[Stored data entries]
-=-=-=-=-
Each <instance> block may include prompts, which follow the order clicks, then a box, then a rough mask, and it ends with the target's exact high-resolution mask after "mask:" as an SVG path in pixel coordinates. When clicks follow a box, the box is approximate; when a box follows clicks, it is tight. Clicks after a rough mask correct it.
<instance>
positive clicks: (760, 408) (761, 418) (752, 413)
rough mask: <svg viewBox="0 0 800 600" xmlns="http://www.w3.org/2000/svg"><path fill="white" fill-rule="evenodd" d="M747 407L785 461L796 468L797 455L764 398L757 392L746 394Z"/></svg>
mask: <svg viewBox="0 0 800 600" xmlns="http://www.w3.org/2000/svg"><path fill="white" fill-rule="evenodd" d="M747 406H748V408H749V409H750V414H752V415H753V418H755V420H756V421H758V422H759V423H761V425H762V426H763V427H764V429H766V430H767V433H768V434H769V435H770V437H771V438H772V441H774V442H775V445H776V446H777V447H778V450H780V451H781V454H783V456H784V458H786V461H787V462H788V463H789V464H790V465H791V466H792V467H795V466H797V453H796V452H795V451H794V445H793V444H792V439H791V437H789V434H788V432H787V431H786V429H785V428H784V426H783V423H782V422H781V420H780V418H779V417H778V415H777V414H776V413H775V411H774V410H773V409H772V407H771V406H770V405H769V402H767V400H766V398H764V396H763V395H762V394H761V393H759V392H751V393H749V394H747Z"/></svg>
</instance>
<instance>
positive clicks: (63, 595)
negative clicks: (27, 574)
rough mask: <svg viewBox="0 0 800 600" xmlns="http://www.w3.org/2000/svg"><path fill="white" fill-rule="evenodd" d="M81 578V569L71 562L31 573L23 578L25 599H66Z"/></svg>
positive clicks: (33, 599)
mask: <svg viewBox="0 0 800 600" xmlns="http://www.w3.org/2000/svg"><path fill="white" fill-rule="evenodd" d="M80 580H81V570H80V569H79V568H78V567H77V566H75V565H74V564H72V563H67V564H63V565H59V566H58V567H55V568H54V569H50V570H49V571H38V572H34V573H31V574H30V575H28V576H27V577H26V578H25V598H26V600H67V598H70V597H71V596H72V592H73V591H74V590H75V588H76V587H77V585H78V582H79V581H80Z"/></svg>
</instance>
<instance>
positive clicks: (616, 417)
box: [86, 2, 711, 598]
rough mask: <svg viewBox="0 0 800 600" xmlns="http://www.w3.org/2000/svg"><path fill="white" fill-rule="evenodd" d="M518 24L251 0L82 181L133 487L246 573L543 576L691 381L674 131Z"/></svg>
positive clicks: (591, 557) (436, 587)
-=-=-=-=-
▶ **Exercise instructions**
All of the entries above should be written out again exactly.

▶ **Exercise result**
Each <instance> block may include prompts, which follow the order clicks, then a box, then a rough mask, and it ends with the target's exact high-resolution mask after "mask:" as an SVG path in pixel coordinates. When clicks follow a box, the box is approximate; when a box follows clicks, it is tight. Clicks after a rough mask correct it.
<instance>
positive clicks: (760, 408) (761, 418) (752, 413)
rough mask: <svg viewBox="0 0 800 600" xmlns="http://www.w3.org/2000/svg"><path fill="white" fill-rule="evenodd" d="M747 407L785 461L796 468L797 455L764 398L757 392L746 394Z"/></svg>
mask: <svg viewBox="0 0 800 600" xmlns="http://www.w3.org/2000/svg"><path fill="white" fill-rule="evenodd" d="M747 406H748V408H749V409H750V414H752V415H753V418H755V420H756V421H758V422H759V423H761V425H762V426H763V427H764V429H766V430H767V433H768V434H769V435H770V437H771V438H772V441H774V442H775V445H776V446H777V447H778V450H780V451H781V454H783V456H784V458H786V461H787V462H788V463H789V464H790V465H791V466H792V467H795V466H797V453H796V452H795V451H794V445H793V444H792V439H791V437H789V434H788V432H787V431H786V429H785V428H784V426H783V423H782V422H781V420H780V418H779V417H778V415H777V414H776V413H775V411H774V410H773V409H772V407H771V406H770V405H769V402H767V400H766V398H764V396H763V395H762V394H761V393H759V392H751V393H749V394H747Z"/></svg>
</instance>
<instance>
positive clicks: (63, 595)
negative clicks: (27, 574)
rough mask: <svg viewBox="0 0 800 600" xmlns="http://www.w3.org/2000/svg"><path fill="white" fill-rule="evenodd" d="M81 578V569L71 562L31 573L23 578L25 599H66Z"/></svg>
positive clicks: (33, 599)
mask: <svg viewBox="0 0 800 600" xmlns="http://www.w3.org/2000/svg"><path fill="white" fill-rule="evenodd" d="M80 580H81V570H80V569H79V568H78V567H77V566H75V565H74V564H72V563H67V564H63V565H59V566H58V567H55V568H54V569H50V570H49V571H38V572H34V573H31V574H30V575H28V576H27V577H26V578H25V598H26V600H67V598H70V597H71V596H72V592H73V591H74V590H75V588H76V587H77V585H78V582H79V581H80Z"/></svg>
</instance>
<instance>
positive clicks: (616, 417)
box: [86, 2, 711, 598]
rough mask: <svg viewBox="0 0 800 600" xmlns="http://www.w3.org/2000/svg"><path fill="white" fill-rule="evenodd" d="M518 24L251 0L82 181L133 487L246 573L543 576L691 381L674 131Z"/></svg>
positive clicks: (591, 557) (436, 587)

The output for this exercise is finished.